WHAT YOU HAVE TO DO: Report every line in the records below that holds the word "flower".

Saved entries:
● ● ● ●

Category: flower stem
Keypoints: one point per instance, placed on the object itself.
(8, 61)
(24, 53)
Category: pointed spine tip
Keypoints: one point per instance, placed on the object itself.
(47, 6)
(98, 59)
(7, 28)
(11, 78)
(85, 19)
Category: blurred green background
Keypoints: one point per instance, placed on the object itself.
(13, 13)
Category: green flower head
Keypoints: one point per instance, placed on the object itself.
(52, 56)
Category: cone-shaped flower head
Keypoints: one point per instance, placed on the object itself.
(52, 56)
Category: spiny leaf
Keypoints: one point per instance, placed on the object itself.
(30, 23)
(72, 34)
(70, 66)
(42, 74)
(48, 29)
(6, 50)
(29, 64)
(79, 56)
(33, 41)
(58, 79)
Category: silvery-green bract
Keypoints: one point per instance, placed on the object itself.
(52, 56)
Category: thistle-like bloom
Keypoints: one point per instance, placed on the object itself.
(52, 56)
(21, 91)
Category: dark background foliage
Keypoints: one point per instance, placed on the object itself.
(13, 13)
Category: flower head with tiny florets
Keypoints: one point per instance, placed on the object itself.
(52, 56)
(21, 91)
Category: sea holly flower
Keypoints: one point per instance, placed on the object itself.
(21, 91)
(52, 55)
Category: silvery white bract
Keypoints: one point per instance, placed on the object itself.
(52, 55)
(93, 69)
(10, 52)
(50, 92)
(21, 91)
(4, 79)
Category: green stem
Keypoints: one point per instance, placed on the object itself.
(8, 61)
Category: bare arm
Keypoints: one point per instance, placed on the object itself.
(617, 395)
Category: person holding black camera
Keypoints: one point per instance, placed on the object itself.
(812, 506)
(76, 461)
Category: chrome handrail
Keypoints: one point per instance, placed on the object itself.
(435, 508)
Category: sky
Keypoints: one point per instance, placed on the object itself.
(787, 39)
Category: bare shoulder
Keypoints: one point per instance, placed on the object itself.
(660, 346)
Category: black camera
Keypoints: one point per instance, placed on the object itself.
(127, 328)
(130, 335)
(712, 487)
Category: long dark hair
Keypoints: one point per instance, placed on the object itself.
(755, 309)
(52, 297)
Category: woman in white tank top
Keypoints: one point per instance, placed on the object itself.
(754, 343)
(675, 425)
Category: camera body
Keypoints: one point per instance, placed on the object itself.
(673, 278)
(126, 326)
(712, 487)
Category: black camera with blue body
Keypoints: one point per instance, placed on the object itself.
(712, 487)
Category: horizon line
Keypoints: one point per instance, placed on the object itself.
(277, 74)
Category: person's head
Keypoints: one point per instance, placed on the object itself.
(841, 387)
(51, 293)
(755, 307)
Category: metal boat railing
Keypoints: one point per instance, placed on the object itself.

● ● ● ●

SOLUTION BELOW:
Category: flower stem
Category: green flower head
Category: cone-shaped flower head
Category: flower head with tiny florets
Category: sea holly flower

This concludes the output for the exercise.